What you need to do: Figure out how many lines in the records below hold the string "black". That number alone is the answer.

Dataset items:
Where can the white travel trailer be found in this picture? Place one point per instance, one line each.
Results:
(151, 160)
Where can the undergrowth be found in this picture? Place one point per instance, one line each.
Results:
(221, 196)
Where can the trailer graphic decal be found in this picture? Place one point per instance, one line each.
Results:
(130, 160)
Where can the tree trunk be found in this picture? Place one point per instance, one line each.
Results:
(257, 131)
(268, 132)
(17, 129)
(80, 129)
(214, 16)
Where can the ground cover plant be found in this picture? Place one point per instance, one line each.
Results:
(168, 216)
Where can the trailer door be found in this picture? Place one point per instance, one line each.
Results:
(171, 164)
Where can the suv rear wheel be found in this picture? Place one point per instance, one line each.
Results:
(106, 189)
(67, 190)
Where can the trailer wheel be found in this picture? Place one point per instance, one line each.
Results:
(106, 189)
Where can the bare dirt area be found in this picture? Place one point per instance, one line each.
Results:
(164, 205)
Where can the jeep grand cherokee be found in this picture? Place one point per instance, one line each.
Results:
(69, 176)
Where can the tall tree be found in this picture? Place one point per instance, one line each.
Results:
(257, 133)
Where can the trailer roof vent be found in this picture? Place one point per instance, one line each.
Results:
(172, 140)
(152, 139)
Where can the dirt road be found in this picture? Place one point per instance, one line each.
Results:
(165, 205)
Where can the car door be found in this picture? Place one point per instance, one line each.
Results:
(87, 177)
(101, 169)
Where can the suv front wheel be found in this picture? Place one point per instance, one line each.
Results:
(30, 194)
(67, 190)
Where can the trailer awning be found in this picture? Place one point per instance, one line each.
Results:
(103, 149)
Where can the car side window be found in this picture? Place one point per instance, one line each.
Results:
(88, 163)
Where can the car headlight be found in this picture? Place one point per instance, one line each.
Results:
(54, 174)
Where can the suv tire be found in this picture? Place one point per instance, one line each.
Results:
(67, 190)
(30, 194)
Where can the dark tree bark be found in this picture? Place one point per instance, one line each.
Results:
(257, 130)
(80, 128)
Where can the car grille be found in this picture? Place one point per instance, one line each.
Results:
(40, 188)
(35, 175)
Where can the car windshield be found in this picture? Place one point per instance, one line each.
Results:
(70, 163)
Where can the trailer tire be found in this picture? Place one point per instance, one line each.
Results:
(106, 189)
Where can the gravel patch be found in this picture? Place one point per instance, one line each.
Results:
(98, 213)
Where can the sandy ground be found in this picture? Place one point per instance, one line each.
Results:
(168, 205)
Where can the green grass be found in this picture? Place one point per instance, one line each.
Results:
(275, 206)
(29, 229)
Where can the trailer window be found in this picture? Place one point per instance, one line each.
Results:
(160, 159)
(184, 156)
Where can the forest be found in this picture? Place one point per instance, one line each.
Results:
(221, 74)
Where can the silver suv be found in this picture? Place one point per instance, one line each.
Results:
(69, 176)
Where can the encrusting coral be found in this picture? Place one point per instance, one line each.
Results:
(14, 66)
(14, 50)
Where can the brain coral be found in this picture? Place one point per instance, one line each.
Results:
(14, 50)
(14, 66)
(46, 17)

...

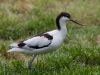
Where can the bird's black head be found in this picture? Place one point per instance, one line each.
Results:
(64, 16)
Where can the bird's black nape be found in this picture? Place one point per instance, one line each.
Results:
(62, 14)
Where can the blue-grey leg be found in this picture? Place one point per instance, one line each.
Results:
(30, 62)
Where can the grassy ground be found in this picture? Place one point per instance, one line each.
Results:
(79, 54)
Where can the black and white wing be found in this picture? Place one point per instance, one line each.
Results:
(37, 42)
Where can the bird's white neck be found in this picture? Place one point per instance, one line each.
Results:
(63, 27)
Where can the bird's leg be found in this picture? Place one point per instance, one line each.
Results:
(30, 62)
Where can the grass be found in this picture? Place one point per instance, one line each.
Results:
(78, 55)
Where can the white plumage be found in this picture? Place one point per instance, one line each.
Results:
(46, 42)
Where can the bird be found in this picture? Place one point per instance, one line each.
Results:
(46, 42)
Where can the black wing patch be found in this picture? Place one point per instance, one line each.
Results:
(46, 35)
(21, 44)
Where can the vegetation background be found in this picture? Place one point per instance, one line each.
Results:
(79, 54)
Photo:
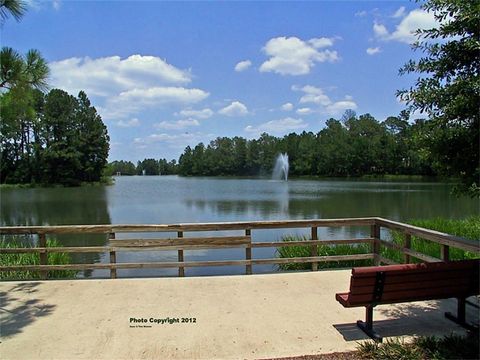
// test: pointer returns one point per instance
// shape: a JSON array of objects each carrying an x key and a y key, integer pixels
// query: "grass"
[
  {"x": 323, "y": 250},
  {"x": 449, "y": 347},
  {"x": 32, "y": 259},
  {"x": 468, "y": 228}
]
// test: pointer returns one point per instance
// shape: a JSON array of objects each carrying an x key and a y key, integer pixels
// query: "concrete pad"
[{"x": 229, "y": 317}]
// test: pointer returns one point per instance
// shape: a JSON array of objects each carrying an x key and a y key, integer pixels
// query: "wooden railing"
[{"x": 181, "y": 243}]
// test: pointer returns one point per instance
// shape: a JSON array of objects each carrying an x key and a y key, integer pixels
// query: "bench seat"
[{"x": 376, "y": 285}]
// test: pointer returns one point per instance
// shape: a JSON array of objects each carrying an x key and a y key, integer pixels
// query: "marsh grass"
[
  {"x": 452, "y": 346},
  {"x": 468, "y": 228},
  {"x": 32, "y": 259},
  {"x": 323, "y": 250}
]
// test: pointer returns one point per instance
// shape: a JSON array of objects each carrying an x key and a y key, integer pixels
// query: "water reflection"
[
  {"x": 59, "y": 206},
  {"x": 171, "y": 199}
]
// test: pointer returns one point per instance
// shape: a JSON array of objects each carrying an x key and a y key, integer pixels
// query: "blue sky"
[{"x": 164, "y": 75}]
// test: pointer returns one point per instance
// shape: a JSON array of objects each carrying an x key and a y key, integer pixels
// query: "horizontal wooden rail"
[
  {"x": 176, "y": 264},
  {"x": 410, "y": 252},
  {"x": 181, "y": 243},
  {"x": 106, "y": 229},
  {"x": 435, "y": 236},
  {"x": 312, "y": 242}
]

Worked solution: 4